TEKS YANG DISEDIAKAN:
========
Para ahli bidang kajian etnografi dalam ruang lingkup Antropologi Budaya,
khususnya Koentjaraningrat (2005 : 333) memberikan pedoman ruang lingkup
deskripsi secara utuh sekurang-kurangnya, kerangka buku yang akan ditulis
mencakup :
1.
Lokasi,
lingkungan alam dan demografi
2.
Asal mula dan
sejarah suku bangsa
3.
Bahasa
4.
Sistem teknologi
5.
Sistem mata
pencaharian
6.
Organisasi
sosial/adat istiadat
7.
Sistem
pengetahuan
8.
Kesenian
9.
Sistem religi
Untuk
mendapatkan data penelitian dilakukan langsung terjun di lapangan, hidup
bersama masyarakat bertahun-tahun lamanya (penulis hidup di Enggano 2 tahun). Kerja lapangan dilakukan untuk menjaga
kredibilitas dan apabila di konfirmabilitas, hasil penelitian dapat dibuktikan
kebenarannya dimana hasil penelitian sesuai dengan data yang dikumpulkan dan
dicantumkan dalam buku.
3.Hasil Penelitian/Pembahasan.
Asal mula masyarakat Enggano diduga kuat
berasal dari China daratan, dugaan itu didukung bukti dengan ditemukannya mata
uang logam China kuno berangka tahun 421 M yang bertuliskan Chien Ma di
Enggano. Dugaan kuat rombongan yang terdampar di pulau Enggano bagian dari
eksodus Pangeran-pangeran dari China yang melarikan diri dari situasi gejolak
dalam negeri China pasca runtuhnya Dinasti Han 220 M. Juga diperkuat oleh arti
istilah” Enggano” (bahasa China kuno) rusa bertanduk sebagai penggambaran bahwa
wanita-wanitanya berdandan dengan rambut dikepang dua yang menonjol keatas,
artinya dandanan seperti ini pada masa itu hanya dikenal di daratan China. Bisa
disimpulkan bahwa nenek moyang orang Enggano berdasarkan fakta-fakta sejarah
berasal dari China daratan, mereka eksodus melalui jalur pelayaran dari Yunan menyusuri anak
sungai Mekhong dan anak sungai Yang Tse Kiang tiba di Rangoon Birma menuju ke
Indonesia melalui kepulauan Andaman dan kepulauan Nicobar di teluk Benggala
kemudian memasuki kepulauan Nias, kepulauan Mentawai dan mendarat/terdampar di
pulau Enggano.
========
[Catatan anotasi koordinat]
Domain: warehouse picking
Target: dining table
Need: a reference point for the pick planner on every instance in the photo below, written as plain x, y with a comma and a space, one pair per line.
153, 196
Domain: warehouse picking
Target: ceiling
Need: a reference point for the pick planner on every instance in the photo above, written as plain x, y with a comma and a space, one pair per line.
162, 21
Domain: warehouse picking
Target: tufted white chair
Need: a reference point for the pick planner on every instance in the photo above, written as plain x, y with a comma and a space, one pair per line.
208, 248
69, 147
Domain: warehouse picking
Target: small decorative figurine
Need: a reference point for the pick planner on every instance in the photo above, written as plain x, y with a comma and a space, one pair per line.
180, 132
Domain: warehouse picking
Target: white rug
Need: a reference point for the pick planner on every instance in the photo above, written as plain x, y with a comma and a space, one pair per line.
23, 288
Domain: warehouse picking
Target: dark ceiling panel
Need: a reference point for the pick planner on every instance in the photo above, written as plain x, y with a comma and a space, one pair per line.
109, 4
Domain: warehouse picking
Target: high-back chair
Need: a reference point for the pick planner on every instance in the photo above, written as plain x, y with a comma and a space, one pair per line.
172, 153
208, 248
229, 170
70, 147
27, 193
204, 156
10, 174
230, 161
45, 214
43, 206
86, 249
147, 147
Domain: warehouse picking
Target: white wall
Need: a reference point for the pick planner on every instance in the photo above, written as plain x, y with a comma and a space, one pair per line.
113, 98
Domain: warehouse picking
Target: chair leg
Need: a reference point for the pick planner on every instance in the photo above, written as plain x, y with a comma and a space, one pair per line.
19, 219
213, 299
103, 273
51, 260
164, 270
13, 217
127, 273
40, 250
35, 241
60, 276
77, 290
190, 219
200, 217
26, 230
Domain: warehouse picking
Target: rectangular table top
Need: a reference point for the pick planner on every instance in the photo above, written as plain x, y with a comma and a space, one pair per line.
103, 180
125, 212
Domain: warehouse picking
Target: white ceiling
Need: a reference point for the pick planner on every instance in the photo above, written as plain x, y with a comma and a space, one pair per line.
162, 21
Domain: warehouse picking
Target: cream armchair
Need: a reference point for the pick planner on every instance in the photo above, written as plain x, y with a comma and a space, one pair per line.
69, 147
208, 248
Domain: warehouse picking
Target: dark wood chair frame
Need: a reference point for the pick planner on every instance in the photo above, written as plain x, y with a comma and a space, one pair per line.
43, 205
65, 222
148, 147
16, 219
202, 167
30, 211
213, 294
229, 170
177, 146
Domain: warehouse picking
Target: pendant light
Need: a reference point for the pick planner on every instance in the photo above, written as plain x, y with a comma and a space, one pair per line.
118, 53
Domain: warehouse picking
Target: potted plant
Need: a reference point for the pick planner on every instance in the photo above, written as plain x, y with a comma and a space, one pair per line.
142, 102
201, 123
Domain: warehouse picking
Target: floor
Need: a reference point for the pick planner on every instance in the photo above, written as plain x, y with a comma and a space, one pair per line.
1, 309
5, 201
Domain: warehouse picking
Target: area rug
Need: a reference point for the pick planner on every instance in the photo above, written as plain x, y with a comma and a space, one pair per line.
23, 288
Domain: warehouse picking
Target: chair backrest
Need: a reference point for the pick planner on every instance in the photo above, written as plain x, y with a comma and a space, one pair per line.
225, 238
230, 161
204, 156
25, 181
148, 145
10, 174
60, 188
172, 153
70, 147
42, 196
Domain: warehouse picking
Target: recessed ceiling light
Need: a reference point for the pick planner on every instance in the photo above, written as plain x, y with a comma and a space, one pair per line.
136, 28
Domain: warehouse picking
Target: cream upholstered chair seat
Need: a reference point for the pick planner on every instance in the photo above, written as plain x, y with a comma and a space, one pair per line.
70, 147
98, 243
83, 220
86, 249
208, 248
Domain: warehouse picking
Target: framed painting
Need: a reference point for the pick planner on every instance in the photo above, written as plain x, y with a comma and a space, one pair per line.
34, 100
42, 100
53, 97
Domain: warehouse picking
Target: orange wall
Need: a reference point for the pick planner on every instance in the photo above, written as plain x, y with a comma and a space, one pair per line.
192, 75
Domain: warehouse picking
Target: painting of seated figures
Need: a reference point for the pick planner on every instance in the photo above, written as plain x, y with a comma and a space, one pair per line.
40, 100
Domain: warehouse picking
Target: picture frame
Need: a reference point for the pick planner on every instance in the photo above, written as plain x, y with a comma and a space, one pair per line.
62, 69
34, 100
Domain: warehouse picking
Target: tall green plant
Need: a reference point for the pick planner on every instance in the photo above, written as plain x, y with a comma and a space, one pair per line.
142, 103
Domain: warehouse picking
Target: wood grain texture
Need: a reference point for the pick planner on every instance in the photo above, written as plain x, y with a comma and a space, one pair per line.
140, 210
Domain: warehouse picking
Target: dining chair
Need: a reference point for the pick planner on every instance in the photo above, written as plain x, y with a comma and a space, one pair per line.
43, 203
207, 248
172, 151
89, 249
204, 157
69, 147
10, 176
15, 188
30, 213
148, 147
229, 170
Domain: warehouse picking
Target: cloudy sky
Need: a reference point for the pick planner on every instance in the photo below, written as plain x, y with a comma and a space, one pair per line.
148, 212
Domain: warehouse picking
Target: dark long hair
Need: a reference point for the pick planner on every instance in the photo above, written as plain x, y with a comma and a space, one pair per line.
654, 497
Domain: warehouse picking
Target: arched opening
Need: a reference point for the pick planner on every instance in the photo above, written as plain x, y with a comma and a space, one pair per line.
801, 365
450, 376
========
YANG DIMINTA: Teruskan teks tentang asal mula masyarakat Enggano, dimulai tepat setelah kalimat terakhirnya.

JAWABAN LATIHAN:
Kepercayaan
masyarakat Enggano sampai saat ini masih percaya pada Roh Leluhur. Roh
leluhur oleh masyarakat Enggano diyakini memberi perlindungan, keselamatan dan
menjauhkan mereka dari segala mara bahaya. Ia tempat mengadu dan meminta
pertolongan untuk keluar dari segala macam kesulitan. Di setiap
kegiatan-kegiatan penting seperti membangun rumah, membuka lahan baru, memanen
tanaman, membuat jalan, berpergian baik sendirian maupun rombongan, berburu dan
lain-lain. Selalu meminta izin dan restu dari roh leluhur. Tidak ada satu kegiatan
pun yang tidak melibatkan peran roh leluhur. Dalam berkomunikasi dengan roh
leluhur mereka tidak menggunakan sesajen layaknya kepercayaan serupa di lain
tempat.
Orang Enggano menganggap nenek moyang mereka
yang telah mati masih hidup di dunia suci. Dunia yang tidak tampak, tidak bisa
dijamah oleh sembarang orang. Roh-roh mereka hidup dalam tatanan alam semesta
berbahagia, memiliki kekuatan, bisa diajak berkomunikasi. David Hicks (1985:30)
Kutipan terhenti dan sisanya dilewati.